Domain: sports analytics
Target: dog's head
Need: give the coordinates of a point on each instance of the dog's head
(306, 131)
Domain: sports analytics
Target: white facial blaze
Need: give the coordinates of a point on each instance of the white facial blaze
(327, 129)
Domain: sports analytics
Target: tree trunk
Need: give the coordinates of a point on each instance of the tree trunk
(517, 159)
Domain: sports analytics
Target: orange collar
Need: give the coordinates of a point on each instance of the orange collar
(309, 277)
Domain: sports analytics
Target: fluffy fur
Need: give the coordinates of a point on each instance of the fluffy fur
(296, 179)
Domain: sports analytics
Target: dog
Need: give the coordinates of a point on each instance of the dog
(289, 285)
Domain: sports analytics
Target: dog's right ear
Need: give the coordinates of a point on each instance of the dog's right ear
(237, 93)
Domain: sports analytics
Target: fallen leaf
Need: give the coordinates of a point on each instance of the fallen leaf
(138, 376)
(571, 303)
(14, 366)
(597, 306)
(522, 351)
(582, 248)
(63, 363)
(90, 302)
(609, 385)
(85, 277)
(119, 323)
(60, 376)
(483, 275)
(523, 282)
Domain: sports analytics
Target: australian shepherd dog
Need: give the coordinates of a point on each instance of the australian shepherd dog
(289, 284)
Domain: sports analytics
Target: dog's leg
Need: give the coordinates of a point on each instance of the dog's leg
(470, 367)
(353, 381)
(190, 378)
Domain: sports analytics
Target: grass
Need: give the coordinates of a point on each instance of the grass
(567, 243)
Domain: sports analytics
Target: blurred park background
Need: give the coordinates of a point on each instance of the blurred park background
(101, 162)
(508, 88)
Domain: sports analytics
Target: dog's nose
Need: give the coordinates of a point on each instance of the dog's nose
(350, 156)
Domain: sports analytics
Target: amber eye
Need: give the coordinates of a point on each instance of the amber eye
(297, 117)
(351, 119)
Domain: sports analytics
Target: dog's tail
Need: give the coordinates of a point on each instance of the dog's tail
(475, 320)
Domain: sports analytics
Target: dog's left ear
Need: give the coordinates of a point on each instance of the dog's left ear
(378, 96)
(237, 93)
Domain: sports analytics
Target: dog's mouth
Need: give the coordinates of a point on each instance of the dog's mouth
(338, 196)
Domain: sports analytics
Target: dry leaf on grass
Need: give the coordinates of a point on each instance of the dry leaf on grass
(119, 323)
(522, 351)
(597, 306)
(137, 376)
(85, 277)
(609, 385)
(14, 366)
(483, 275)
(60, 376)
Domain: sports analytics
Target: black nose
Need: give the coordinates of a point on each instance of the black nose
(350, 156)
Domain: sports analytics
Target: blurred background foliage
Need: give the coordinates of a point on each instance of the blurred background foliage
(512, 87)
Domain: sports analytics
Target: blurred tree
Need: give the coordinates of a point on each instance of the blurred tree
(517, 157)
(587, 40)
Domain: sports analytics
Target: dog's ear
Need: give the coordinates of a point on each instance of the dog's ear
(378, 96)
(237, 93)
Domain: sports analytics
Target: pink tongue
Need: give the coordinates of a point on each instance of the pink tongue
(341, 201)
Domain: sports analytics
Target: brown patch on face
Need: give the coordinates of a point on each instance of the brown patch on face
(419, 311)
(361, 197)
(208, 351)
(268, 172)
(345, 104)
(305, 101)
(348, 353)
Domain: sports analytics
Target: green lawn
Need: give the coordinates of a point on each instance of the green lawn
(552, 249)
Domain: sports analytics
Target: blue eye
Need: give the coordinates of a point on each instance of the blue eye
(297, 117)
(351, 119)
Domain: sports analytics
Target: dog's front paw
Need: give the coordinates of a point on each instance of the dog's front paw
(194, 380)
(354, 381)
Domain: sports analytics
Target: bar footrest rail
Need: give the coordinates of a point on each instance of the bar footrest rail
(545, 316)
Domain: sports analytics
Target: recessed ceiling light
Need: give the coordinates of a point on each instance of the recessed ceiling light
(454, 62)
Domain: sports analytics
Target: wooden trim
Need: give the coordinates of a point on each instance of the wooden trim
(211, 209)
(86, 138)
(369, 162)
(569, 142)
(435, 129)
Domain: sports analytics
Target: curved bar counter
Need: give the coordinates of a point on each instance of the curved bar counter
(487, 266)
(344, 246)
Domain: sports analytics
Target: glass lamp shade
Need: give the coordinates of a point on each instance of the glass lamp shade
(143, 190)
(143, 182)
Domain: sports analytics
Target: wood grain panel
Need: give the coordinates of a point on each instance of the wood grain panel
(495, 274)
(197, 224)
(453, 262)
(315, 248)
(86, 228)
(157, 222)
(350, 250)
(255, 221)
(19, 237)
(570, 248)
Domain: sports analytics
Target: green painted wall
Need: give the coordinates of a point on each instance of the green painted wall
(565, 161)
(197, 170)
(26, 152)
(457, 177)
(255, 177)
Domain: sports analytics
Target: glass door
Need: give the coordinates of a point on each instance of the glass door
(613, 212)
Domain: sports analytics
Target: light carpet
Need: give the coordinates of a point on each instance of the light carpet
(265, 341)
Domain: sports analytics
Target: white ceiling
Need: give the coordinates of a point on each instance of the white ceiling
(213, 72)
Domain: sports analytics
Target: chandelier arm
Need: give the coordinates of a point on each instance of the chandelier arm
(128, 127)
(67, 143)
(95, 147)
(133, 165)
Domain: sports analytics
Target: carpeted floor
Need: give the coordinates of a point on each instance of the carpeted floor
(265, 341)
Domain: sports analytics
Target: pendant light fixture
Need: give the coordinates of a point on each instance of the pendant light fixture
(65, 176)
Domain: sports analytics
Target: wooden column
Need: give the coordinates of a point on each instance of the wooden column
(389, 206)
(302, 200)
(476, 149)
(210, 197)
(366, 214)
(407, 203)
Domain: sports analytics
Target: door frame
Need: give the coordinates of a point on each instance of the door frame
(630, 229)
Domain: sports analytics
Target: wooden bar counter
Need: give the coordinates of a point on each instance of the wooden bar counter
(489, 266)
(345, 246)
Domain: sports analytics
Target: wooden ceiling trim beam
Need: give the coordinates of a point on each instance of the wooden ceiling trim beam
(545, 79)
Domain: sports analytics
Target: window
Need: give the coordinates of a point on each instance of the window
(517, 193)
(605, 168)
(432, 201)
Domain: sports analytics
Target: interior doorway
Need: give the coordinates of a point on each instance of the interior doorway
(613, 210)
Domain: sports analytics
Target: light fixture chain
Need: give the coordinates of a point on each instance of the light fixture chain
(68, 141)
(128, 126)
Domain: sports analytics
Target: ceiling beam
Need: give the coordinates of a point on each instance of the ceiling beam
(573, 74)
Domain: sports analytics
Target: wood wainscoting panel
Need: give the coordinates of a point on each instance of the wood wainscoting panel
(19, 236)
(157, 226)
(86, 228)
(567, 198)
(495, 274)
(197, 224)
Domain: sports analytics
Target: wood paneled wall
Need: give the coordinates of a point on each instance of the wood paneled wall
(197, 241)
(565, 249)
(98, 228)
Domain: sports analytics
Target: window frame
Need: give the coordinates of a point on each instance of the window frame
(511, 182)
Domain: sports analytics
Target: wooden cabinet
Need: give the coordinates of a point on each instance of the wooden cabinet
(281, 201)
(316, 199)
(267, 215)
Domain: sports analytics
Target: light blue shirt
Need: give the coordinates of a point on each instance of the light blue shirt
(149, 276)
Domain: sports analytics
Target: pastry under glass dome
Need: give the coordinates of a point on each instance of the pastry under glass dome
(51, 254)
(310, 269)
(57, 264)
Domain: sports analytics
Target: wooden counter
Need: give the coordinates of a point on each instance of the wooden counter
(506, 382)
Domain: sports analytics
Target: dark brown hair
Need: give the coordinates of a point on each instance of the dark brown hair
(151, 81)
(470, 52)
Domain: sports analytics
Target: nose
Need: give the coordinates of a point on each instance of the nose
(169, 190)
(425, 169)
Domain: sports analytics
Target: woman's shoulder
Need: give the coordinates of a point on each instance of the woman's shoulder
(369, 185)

(WHAT TO DO)
Report how many lines of the entries contain the string "light", with case counting. Reply with the number alone.

(EXERCISE OUTPUT)
10